Below are some entries. Repeat exactly the lines from the one with "169L248 162L242 155L225" through the one with "positive clicks: (419, 418)", and only those.

▸ **ENTRIES SUPPLIED**
-- Opening Marker --
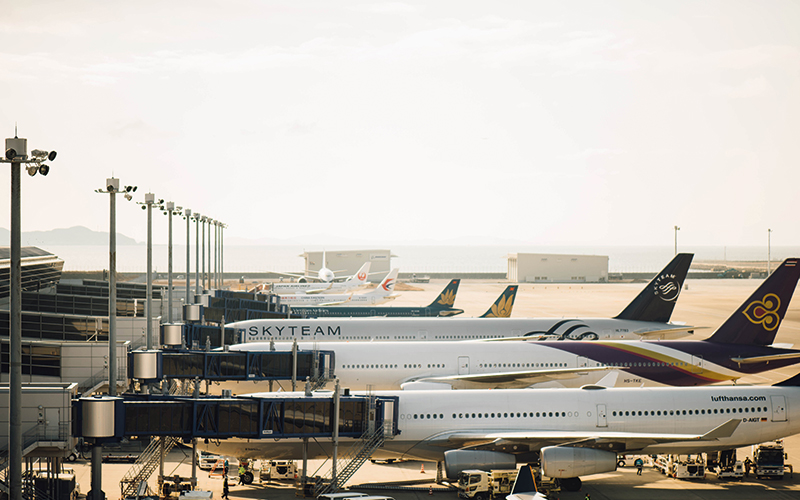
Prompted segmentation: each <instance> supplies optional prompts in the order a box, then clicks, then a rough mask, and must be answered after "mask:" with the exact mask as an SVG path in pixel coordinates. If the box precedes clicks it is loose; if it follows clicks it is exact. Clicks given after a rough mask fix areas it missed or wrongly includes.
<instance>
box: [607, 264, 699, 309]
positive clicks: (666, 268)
mask: <svg viewBox="0 0 800 500" xmlns="http://www.w3.org/2000/svg"><path fill="white" fill-rule="evenodd" d="M693 257H694V254H691V253H679V254H678V255H676V256H675V257H674V258H673V259H672V261H670V263H669V264H667V267H665V268H664V269H663V270H662V271H661V272H660V273H658V274H657V275H656V277H655V278H653V281H651V282H650V283H648V285H647V286H646V287H645V288H644V290H642V291H641V292H639V295H637V296H636V298H635V299H633V301H631V303H630V304H628V307H626V308H625V309H624V310H623V311H622V312H621V313H619V314H618V315H617V316H616V319H631V320H636V321H655V322H658V323H667V322H669V318H670V317H671V316H672V311H673V309H675V303H676V302H677V301H678V296H679V295H680V294H681V288H682V287H683V282H684V281H686V274H687V273H688V272H689V266H690V265H691V264H692V258H693Z"/></svg>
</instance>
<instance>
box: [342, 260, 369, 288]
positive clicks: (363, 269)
mask: <svg viewBox="0 0 800 500" xmlns="http://www.w3.org/2000/svg"><path fill="white" fill-rule="evenodd" d="M370 265H371V264H370V263H369V262H365V263H364V265H363V266H361V268H359V270H358V271H357V272H356V274H354V275H352V276H350V277H349V278H347V281H349V282H351V283H353V282H356V283H358V284H359V285H365V284H366V283H367V277H369V268H370Z"/></svg>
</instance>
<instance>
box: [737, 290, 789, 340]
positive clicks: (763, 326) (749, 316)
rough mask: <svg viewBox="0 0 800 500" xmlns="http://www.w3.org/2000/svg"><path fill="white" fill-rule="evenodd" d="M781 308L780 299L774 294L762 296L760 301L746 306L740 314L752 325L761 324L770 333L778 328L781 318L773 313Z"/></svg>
mask: <svg viewBox="0 0 800 500" xmlns="http://www.w3.org/2000/svg"><path fill="white" fill-rule="evenodd" d="M780 306H781V299H780V298H779V297H778V296H777V295H775V294H774V293H768V294H766V295H764V298H763V299H761V300H754V301H753V302H751V303H749V304H747V307H745V309H744V311H742V314H744V315H745V317H746V318H747V319H748V320H749V321H750V322H751V323H753V324H756V325H758V324H761V326H763V327H764V329H766V330H768V331H772V330H774V329H776V328H778V325H779V324H780V322H781V317H780V316H779V315H778V313H776V312H775V311H777V310H778V308H779V307H780Z"/></svg>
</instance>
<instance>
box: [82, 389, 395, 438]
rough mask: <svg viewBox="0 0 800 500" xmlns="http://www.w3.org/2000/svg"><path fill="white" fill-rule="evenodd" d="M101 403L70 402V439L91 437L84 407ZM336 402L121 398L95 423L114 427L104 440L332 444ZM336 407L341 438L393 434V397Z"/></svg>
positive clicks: (134, 397) (92, 414)
mask: <svg viewBox="0 0 800 500" xmlns="http://www.w3.org/2000/svg"><path fill="white" fill-rule="evenodd" d="M101 399H103V398H81V399H78V400H75V401H74V405H75V415H76V418H74V419H73V422H75V423H76V425H75V427H76V428H75V429H74V434H75V436H80V437H86V438H92V437H95V434H93V431H92V429H91V427H92V425H91V422H92V421H94V420H98V417H97V416H96V414H94V413H92V414H87V418H86V419H84V415H83V413H84V405H85V404H89V405H91V404H92V403H93V402H95V401H99V400H101ZM106 399H108V398H106ZM335 399H336V398H335V395H334V394H332V393H327V392H326V393H322V394H314V395H312V396H303V395H298V394H297V393H276V394H270V395H269V396H264V397H259V396H233V397H219V396H211V397H209V396H206V397H198V398H193V397H189V396H169V395H156V394H150V395H145V394H142V395H139V394H136V395H132V394H125V395H123V396H121V397H120V398H118V400H117V402H116V403H115V404H112V405H110V407H113V408H114V410H113V415H103V417H102V419H100V420H101V421H103V422H115V423H116V425H114V426H113V427H114V432H113V436H108V438H111V439H121V438H123V437H130V436H172V437H177V438H182V439H184V440H188V439H191V438H208V439H228V438H241V439H264V438H271V439H285V438H298V437H299V438H303V437H307V438H331V437H333V435H334V431H335V428H334V422H335V421H336V418H335V412H334V407H335V401H334V400H335ZM371 402H373V404H374V409H375V411H374V412H373V411H371V408H372V407H371V405H370V403H371ZM338 405H339V414H338V435H339V436H340V437H353V438H358V437H361V436H362V435H363V434H364V433H365V432H367V431H369V430H372V429H379V428H382V429H383V433H384V436H385V437H386V438H390V437H392V436H394V435H396V434H397V433H398V431H397V412H398V397H397V396H362V395H342V396H340V397H339V402H338ZM79 422H83V424H79ZM87 424H88V425H87Z"/></svg>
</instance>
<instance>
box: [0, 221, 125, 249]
mask: <svg viewBox="0 0 800 500" xmlns="http://www.w3.org/2000/svg"><path fill="white" fill-rule="evenodd" d="M10 244H11V232H10V231H9V230H8V229H5V228H1V227H0V246H8V245H10ZM138 244H139V243H137V242H136V240H134V239H133V238H129V237H127V236H125V235H123V234H120V233H117V245H138ZM31 245H32V246H41V245H108V232H105V233H103V232H98V231H92V230H91V229H89V228H88V227H83V226H74V227H69V228H64V229H51V230H50V231H29V232H24V231H23V233H22V246H31Z"/></svg>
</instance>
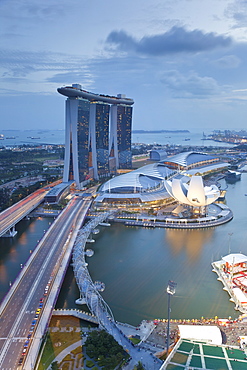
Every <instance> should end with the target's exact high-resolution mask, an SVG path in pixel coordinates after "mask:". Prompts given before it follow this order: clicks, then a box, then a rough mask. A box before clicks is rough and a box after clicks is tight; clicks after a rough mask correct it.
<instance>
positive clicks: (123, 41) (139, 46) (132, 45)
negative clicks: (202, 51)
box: [106, 26, 232, 56]
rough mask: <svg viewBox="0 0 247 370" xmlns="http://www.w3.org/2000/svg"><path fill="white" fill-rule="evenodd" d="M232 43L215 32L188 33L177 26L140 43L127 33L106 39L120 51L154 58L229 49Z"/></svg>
mask: <svg viewBox="0 0 247 370" xmlns="http://www.w3.org/2000/svg"><path fill="white" fill-rule="evenodd" d="M231 41H232V40H231V38H230V37H225V36H220V35H219V36H218V35H216V34H215V33H213V32H210V33H203V32H202V31H200V30H193V31H187V30H186V29H185V28H183V27H177V26H174V27H172V28H171V29H170V30H169V31H167V32H165V33H163V34H159V35H153V36H144V37H143V38H142V39H141V40H139V41H138V40H136V39H135V38H134V37H132V36H130V35H128V34H127V33H126V32H125V31H112V32H111V33H110V34H109V35H108V37H107V39H106V43H107V44H111V45H115V47H116V48H117V49H118V50H120V51H125V52H131V51H132V52H136V53H139V54H143V55H154V56H160V55H168V54H178V53H197V52H201V51H206V50H213V49H216V48H219V47H228V46H229V45H230V44H231Z"/></svg>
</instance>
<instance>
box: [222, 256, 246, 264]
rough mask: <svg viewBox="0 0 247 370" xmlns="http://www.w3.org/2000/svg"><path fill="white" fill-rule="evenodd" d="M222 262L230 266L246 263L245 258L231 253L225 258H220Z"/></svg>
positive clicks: (245, 258)
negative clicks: (229, 265)
mask: <svg viewBox="0 0 247 370" xmlns="http://www.w3.org/2000/svg"><path fill="white" fill-rule="evenodd" d="M222 260H223V261H224V262H227V263H229V264H230V265H233V264H234V265H236V264H238V263H244V262H247V256H245V255H244V254H242V253H231V254H228V255H227V256H225V257H222Z"/></svg>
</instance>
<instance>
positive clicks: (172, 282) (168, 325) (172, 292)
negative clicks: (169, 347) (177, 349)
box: [166, 280, 177, 355]
mask: <svg viewBox="0 0 247 370" xmlns="http://www.w3.org/2000/svg"><path fill="white" fill-rule="evenodd" d="M176 286H177V283H175V282H174V281H171V280H169V281H168V285H167V288H166V292H167V294H168V322H167V338H166V353H167V355H168V351H169V339H170V313H171V308H170V303H171V302H170V301H171V296H172V295H174V294H175V288H176Z"/></svg>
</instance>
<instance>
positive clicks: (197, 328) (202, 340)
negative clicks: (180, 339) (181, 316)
mask: <svg viewBox="0 0 247 370" xmlns="http://www.w3.org/2000/svg"><path fill="white" fill-rule="evenodd" d="M178 328H179V332H180V337H181V338H182V339H190V340H199V341H203V342H208V343H211V344H216V345H220V344H222V335H221V332H220V329H219V328H218V327H217V326H211V325H208V326H204V325H178Z"/></svg>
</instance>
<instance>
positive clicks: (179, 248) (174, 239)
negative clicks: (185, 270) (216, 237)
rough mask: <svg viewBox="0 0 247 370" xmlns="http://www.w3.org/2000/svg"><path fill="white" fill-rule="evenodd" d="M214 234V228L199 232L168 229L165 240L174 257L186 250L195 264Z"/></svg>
mask: <svg viewBox="0 0 247 370" xmlns="http://www.w3.org/2000/svg"><path fill="white" fill-rule="evenodd" d="M213 233H214V229H213V228H211V229H198V230H177V229H167V231H166V234H165V239H166V243H167V244H168V245H169V246H170V248H171V250H172V252H173V255H174V256H176V255H178V254H180V253H181V252H182V251H183V250H185V251H186V253H187V257H188V259H189V260H190V261H191V263H195V262H196V261H197V259H198V258H199V257H200V255H201V252H202V250H203V247H204V245H205V244H207V243H210V241H211V239H212V236H213Z"/></svg>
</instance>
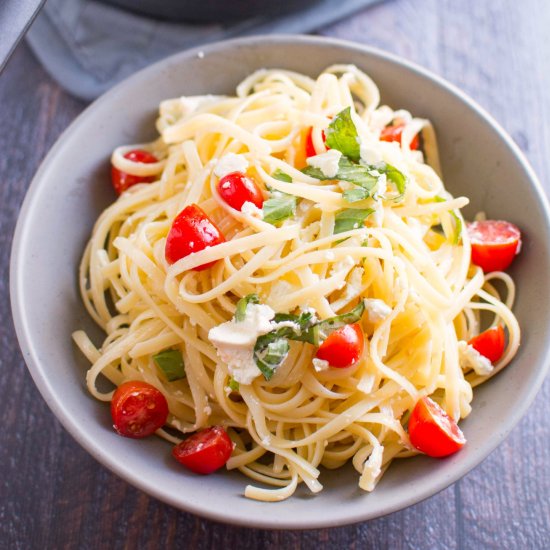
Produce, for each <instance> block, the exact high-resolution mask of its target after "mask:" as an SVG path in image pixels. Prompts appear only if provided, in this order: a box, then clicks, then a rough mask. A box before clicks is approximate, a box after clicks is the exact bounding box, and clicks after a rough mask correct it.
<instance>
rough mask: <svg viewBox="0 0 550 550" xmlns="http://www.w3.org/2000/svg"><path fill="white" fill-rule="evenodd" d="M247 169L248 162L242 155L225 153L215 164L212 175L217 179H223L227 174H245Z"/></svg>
mask: <svg viewBox="0 0 550 550" xmlns="http://www.w3.org/2000/svg"><path fill="white" fill-rule="evenodd" d="M247 168H248V161H247V160H246V157H245V156H244V155H236V154H235V153H227V155H224V156H223V157H222V158H221V159H220V160H219V161H218V163H217V164H216V167H215V168H214V174H216V176H218V178H223V177H225V176H227V174H232V173H233V172H246V170H247Z"/></svg>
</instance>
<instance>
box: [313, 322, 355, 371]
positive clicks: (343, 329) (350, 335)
mask: <svg viewBox="0 0 550 550" xmlns="http://www.w3.org/2000/svg"><path fill="white" fill-rule="evenodd" d="M364 347H365V337H364V336H363V331H362V330H361V326H360V325H359V323H354V324H352V325H344V326H343V327H341V328H339V329H337V330H335V331H334V332H332V333H330V334H329V336H328V338H327V339H326V340H325V341H324V342H323V343H322V344H321V345H320V346H319V349H318V350H317V353H316V354H315V357H317V359H323V360H324V361H328V362H329V364H330V366H331V367H336V368H340V369H341V368H345V367H351V365H354V364H355V363H357V361H359V358H360V357H361V355H363V349H364Z"/></svg>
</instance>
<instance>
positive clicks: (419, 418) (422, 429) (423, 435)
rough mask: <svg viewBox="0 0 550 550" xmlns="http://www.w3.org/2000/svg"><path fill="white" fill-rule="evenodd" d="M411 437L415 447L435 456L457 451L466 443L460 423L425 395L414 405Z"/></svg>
mask: <svg viewBox="0 0 550 550" xmlns="http://www.w3.org/2000/svg"><path fill="white" fill-rule="evenodd" d="M409 437H410V439H411V443H412V444H413V446H414V447H416V448H417V449H418V450H419V451H422V452H423V453H425V454H427V455H428V456H433V457H443V456H448V455H451V454H453V453H456V452H457V451H459V450H460V449H461V448H462V447H463V446H464V444H465V443H466V438H465V437H464V434H463V433H462V430H461V429H460V428H459V427H458V424H457V423H456V422H455V421H454V420H453V419H452V418H451V417H450V416H448V415H447V413H446V412H445V411H444V410H443V409H442V408H441V407H440V406H439V405H438V404H437V403H436V402H435V401H432V400H431V399H430V398H429V397H423V398H422V399H420V401H418V403H417V404H416V405H415V406H414V409H413V412H412V413H411V417H410V418H409Z"/></svg>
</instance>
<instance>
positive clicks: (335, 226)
mask: <svg viewBox="0 0 550 550" xmlns="http://www.w3.org/2000/svg"><path fill="white" fill-rule="evenodd" d="M373 212H374V209H372V208H348V209H346V210H341V211H340V212H338V214H336V217H335V223H334V234H335V235H337V234H338V233H343V232H344V231H350V230H352V229H358V228H359V227H362V226H363V225H364V224H365V220H366V219H367V217H368V216H370V215H371V214H372V213H373Z"/></svg>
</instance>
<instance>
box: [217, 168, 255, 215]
mask: <svg viewBox="0 0 550 550" xmlns="http://www.w3.org/2000/svg"><path fill="white" fill-rule="evenodd" d="M218 193H219V194H220V197H221V198H222V199H223V200H224V201H225V202H226V203H227V204H228V205H229V206H231V208H234V209H235V210H241V208H242V207H243V204H244V203H245V202H251V203H252V204H254V205H255V206H257V207H258V208H261V207H262V206H263V204H264V197H263V195H262V192H261V191H260V188H259V187H258V185H257V184H256V182H255V181H254V179H253V178H251V177H250V176H247V175H246V174H243V173H242V172H232V173H231V174H227V176H224V177H223V178H221V179H220V181H219V182H218Z"/></svg>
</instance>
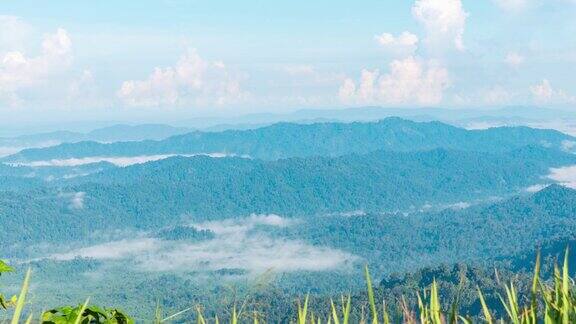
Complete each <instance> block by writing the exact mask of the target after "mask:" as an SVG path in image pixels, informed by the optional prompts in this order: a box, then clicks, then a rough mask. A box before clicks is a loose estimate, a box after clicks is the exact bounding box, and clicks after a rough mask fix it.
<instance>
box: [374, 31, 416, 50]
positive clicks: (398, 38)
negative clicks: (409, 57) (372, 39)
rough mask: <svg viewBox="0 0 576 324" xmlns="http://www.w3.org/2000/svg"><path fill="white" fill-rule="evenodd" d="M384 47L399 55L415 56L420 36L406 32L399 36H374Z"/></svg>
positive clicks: (391, 34)
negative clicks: (408, 54)
mask: <svg viewBox="0 0 576 324" xmlns="http://www.w3.org/2000/svg"><path fill="white" fill-rule="evenodd" d="M374 39H375V40H376V41H377V42H378V44H380V45H381V46H382V47H384V48H386V49H388V50H390V51H392V52H394V53H398V54H413V53H414V52H415V51H416V49H417V47H418V36H416V35H414V34H412V33H410V32H408V31H405V32H403V33H401V34H400V35H398V36H394V35H392V34H390V33H383V34H381V35H376V36H374Z"/></svg>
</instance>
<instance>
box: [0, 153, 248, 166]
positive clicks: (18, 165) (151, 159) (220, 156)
mask: <svg viewBox="0 0 576 324" xmlns="http://www.w3.org/2000/svg"><path fill="white" fill-rule="evenodd" d="M175 156H183V157H193V156H208V157H212V158H223V157H230V156H235V155H233V154H225V153H198V154H158V155H140V156H115V157H103V156H92V157H84V158H70V159H52V160H41V161H33V162H14V163H7V164H9V165H12V166H27V167H74V166H80V165H86V164H92V163H99V162H108V163H112V164H114V165H116V166H119V167H127V166H130V165H134V164H142V163H147V162H153V161H159V160H164V159H168V158H171V157H175ZM243 157H245V156H243Z"/></svg>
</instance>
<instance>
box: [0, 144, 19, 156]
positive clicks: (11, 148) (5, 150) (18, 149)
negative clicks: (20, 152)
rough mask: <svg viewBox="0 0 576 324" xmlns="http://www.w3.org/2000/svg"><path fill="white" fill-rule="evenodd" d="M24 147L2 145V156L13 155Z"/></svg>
mask: <svg viewBox="0 0 576 324" xmlns="http://www.w3.org/2000/svg"><path fill="white" fill-rule="evenodd" d="M23 149H24V148H22V147H14V146H0V157H5V156H8V155H12V154H14V153H18V152H20V151H21V150H23Z"/></svg>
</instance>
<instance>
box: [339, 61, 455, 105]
mask: <svg viewBox="0 0 576 324" xmlns="http://www.w3.org/2000/svg"><path fill="white" fill-rule="evenodd" d="M449 85H450V78H449V75H448V71H447V70H446V69H445V68H443V67H442V66H440V65H439V64H438V63H437V62H435V61H423V60H421V59H418V58H415V57H408V58H406V59H403V60H394V61H392V63H390V66H389V72H388V73H386V74H380V71H379V70H373V71H369V70H362V74H361V77H360V81H359V82H355V81H353V80H352V79H346V80H345V81H344V83H343V84H342V86H341V87H340V90H339V96H340V99H341V100H343V101H344V102H347V103H357V104H385V105H404V104H417V105H433V104H438V103H440V102H441V101H442V98H443V93H444V91H445V90H446V89H447V88H448V86H449Z"/></svg>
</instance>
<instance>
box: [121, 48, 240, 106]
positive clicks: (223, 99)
mask: <svg viewBox="0 0 576 324" xmlns="http://www.w3.org/2000/svg"><path fill="white" fill-rule="evenodd" d="M117 95H118V97H119V98H120V100H121V101H122V102H123V103H124V104H126V105H129V106H142V107H154V106H183V105H223V104H226V103H234V102H238V101H241V100H244V99H245V98H246V97H247V93H246V92H244V91H242V90H241V88H240V80H239V78H238V77H236V76H233V75H232V74H231V73H230V72H229V71H228V70H227V68H226V66H225V65H224V63H222V62H220V61H217V62H208V61H205V60H204V59H202V58H201V57H200V55H198V53H197V52H196V50H190V51H188V52H187V53H186V54H185V55H183V56H182V57H181V58H180V59H179V60H178V62H177V63H176V65H175V66H173V67H166V68H156V69H154V72H153V73H152V74H151V75H150V76H149V77H148V78H147V79H145V80H130V81H125V82H123V83H122V86H121V87H120V89H119V90H118V93H117Z"/></svg>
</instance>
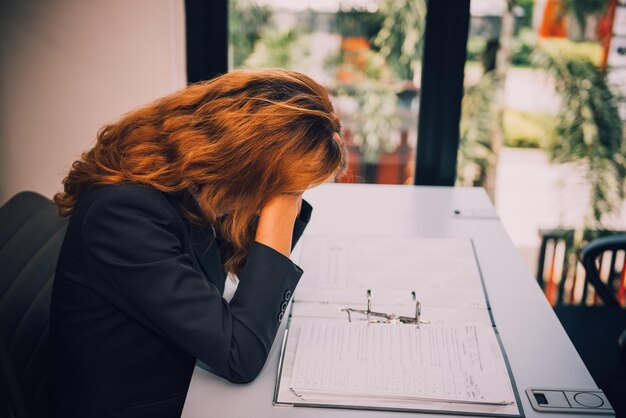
-- Closing Marker --
▸ **RESULT**
rough mask: <svg viewBox="0 0 550 550" xmlns="http://www.w3.org/2000/svg"><path fill="white" fill-rule="evenodd" d="M247 169L248 162L242 155L225 153L215 164L212 175L217 179H223L227 174H245Z"/></svg>
mask: <svg viewBox="0 0 550 550" xmlns="http://www.w3.org/2000/svg"><path fill="white" fill-rule="evenodd" d="M247 168H248V161H247V160H246V157H245V156H244V155H236V154H235V153H227V155H224V156H223V157H222V158H221V159H220V160H219V161H218V163H217V164H216V167H215V168H214V174H216V176H218V178H223V177H225V176H227V174H232V173H233V172H246V170H247Z"/></svg>
</instance>
<instance>
box: [313, 322, 355, 371]
positive clicks: (343, 329) (350, 335)
mask: <svg viewBox="0 0 550 550" xmlns="http://www.w3.org/2000/svg"><path fill="white" fill-rule="evenodd" d="M364 347H365V337H364V336H363V331H362V330H361V326H360V325H359V323H354V324H352V325H344V326H343V327H341V328H339V329H337V330H335V331H334V332H332V333H330V334H329V336H328V338H327V339H326V340H325V341H324V342H323V343H322V344H321V345H320V346H319V349H318V350H317V353H316V354H315V357H317V359H323V360H324V361H328V362H329V364H330V366H331V367H336V368H340V369H341V368H345V367H351V365H354V364H355V363H357V361H359V358H360V357H361V355H363V349H364Z"/></svg>
</instance>
<instance>
positive clicks: (419, 418) (422, 429) (423, 435)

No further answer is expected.